#### Given exercise:
Count the lines in the items below that contain the string "bristle", treating uppercase and lowercase as different. Give only the number.

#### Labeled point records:

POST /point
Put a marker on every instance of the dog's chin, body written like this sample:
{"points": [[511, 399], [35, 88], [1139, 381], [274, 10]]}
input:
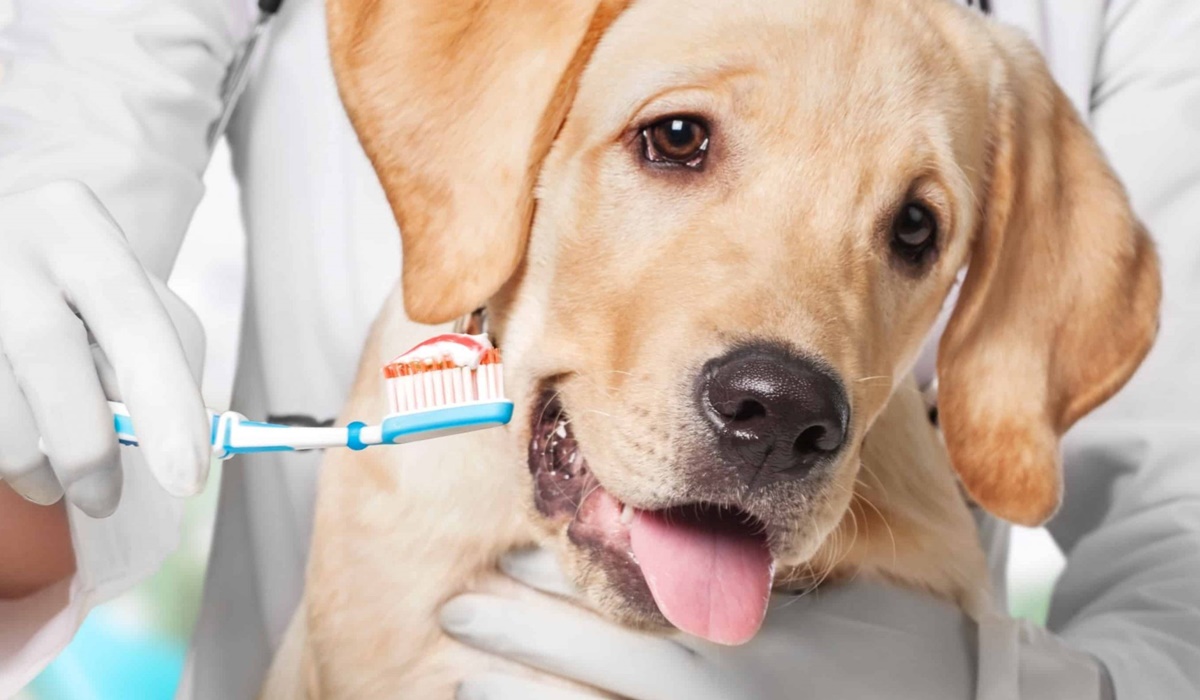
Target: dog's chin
{"points": [[653, 568]]}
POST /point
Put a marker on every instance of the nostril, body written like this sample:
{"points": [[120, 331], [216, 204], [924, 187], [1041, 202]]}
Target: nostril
{"points": [[748, 410], [815, 440]]}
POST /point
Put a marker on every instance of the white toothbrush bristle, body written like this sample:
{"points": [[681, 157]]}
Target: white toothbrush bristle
{"points": [[423, 384]]}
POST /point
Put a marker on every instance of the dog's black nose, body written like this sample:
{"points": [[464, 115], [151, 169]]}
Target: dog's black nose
{"points": [[775, 416]]}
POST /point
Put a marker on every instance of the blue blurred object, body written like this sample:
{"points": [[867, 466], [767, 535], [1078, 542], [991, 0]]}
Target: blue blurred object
{"points": [[109, 659]]}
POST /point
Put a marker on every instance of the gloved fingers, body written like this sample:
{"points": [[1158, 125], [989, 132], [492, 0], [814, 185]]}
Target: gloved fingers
{"points": [[571, 642], [22, 465], [504, 687], [131, 324], [538, 568], [47, 347]]}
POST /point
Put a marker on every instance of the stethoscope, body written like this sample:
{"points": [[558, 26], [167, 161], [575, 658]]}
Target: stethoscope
{"points": [[241, 66]]}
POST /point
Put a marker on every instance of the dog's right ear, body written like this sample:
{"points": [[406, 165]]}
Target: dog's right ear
{"points": [[456, 103]]}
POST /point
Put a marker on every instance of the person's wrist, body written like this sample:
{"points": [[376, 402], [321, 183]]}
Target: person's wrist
{"points": [[42, 555]]}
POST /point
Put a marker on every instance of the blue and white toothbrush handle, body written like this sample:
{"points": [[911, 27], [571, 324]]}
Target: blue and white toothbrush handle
{"points": [[233, 434]]}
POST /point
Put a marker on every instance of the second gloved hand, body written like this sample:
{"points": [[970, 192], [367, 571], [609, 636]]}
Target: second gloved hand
{"points": [[862, 639], [65, 270]]}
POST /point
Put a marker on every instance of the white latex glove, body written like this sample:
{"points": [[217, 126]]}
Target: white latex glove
{"points": [[63, 258], [855, 640]]}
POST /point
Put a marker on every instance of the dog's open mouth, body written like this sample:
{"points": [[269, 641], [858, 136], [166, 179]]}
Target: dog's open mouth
{"points": [[707, 567]]}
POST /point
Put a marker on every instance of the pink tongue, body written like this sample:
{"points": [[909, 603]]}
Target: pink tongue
{"points": [[712, 580]]}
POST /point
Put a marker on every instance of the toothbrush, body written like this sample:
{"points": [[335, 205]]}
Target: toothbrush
{"points": [[445, 386]]}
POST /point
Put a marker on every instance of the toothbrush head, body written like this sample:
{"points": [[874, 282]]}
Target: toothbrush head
{"points": [[445, 370]]}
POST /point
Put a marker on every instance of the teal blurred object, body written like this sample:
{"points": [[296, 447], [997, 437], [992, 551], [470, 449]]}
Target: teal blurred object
{"points": [[111, 659]]}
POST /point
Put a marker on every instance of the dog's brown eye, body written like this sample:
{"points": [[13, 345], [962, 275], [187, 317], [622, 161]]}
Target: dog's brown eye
{"points": [[915, 231], [676, 141]]}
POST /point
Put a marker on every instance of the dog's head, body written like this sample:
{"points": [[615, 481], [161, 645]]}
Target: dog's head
{"points": [[714, 235]]}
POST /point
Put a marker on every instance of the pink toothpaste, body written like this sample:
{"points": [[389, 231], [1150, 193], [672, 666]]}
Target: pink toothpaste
{"points": [[444, 370]]}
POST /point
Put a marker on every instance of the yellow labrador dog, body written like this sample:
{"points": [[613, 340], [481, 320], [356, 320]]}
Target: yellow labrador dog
{"points": [[712, 237]]}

#### Exercise response:
2